◆ Objective A ◆
Return each line of the rows below that contains the string "ridge".

◆ Selected extract ◆
You are viewing a plain text version of this content. The canonical link for it is here.
Posted to github@beam.apache.org by GitBox <gi...@apache.org> on 2021/03/12 18:03:56 UTC
[GitHub] [beam] chamikaramj commented on a change in pull request #14164: [BEAM-11934] Add runner determined sharding option for unbounded data to WriteFiles (Java)

chamikaramj commented on a change in pull request #14164:
URL: https://github.com/apache/beam/pull/14164#discussion_r592923840



##########
File path: sdks/java/core/src/main/java/org/apache/beam/sdk/io/WriteFiles.java
##########
@@ -301,6 +321,21 @@
     return toBuilder().setMaxNumWritersPerBundle(-1).build();
   }
 
+  /**
+   * Returns a new {@link WriteFiles} that will write to the current {@link FileBasedSink} with
+   * runner-determined sharding for unbounded data specifically. Currently manual sharding is
+   * required for writing unbounded data with a fixed number of shards or a predefined sharding
+   * function. This option allows the runners to get around that requirement and perform automatic
+   * sharding.
+   *
+   * <p>Intended to only be used by runners. Users should use {@link

Review comment:
       How does the runner invoke this ? Usually a runner will be behind the Fn API boundary so will not be able to directly invoke this.

##########
File path: sdks/java/core/src/main/java/org/apache/beam/sdk/io/WriteFiles.java
##########
@@ -672,13 +740,102 @@ private WriteShardedBundlesToTempFiles(
                   .withSideInputs(shardingSideInputs))
           .setCoder(KvCoder.of(ShardedKeyCoder.of(VarIntCoder.of()), input.getCoder()))
           .apply("GroupIntoShards", GroupByKey.create())
+          .apply(
+              "KeyedByShardNum",
+              MapElements.via(
+                  new SimpleFunction<
+                      KV<ShardedKey<Integer>, Iterable<UserT>>, KV<Integer, Iterable<UserT>>>() {
+                    @Override
+                    public KV<Integer, Iterable<UserT>> apply(
+                        KV<ShardedKey<Integer>, Iterable<UserT>> input) {
+                      return KV.of(input.getKey().getShardNumber(), input.getValue());
+                    }
+                  }))
+          .setCoder(KvCoder.of(VarIntCoder.of(), IterableCoder.of(input.getCoder())))
           .apply(
               "WriteShardsIntoTempFiles",
               ParDo.of(new WriteShardsIntoTempFilesFn()).withSideInputs(getSideInputs()))

◆ Objective B ◆
Restate the code review thread from "Posted to github@beam.apache.org" up to and including "to WriteFiles (Java)", switching "pull request" to "merge request" throughout that span.

◆ Supplied records ◆
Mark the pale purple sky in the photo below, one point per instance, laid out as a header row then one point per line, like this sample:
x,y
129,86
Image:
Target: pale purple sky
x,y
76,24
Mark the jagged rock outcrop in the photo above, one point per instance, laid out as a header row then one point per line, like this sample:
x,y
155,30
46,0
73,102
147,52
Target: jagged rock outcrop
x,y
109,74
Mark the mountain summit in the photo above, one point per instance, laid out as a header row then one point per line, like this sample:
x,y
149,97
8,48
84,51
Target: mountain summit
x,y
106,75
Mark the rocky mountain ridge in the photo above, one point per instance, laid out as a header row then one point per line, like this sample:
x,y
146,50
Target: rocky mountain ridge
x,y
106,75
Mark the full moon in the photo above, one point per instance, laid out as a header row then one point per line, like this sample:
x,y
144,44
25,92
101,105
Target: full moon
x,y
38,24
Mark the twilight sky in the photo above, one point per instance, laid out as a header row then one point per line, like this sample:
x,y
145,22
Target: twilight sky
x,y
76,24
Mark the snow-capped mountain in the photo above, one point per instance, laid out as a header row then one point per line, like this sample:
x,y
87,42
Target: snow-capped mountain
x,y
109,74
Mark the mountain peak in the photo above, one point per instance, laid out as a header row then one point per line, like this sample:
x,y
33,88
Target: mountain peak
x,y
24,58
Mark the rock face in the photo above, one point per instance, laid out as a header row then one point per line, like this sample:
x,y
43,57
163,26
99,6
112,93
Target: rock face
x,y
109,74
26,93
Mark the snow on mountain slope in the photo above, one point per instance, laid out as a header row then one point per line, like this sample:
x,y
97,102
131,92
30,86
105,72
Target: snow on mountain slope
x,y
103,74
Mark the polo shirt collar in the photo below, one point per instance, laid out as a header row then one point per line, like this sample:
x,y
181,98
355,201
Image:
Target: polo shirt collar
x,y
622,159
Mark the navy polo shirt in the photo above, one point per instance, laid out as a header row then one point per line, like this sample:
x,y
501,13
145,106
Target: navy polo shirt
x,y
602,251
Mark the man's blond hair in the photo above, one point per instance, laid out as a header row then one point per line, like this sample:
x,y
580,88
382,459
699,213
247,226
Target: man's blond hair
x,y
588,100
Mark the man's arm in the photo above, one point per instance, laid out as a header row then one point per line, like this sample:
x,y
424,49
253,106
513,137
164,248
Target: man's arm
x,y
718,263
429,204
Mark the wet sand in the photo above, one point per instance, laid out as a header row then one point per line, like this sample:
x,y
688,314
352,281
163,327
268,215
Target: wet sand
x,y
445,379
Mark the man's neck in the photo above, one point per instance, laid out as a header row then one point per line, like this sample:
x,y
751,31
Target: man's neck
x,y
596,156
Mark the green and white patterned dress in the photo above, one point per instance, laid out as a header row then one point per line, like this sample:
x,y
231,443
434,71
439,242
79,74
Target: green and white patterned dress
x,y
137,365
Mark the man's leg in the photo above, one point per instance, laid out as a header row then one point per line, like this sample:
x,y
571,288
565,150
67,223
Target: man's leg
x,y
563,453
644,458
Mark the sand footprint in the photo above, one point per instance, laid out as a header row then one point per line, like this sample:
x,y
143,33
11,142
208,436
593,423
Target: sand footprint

◆ Full answer A ◆
Mark the rocky mountain ridge in the photo above, one point per instance, laid out as a header row then one point per line, like this sample:
Target: rocky mountain ridge

◆ Full answer B ◆
Posted to github@beam.apache.org by GitBox <gi...@apache.org> on 2021/03/12 18:03:56 UTC
[GitHub] [beam] chamikaramj commented on a change in merge request #14164: [BEAM-11934] Add runner determined sharding option for unbounded data to WriteFiles (Java)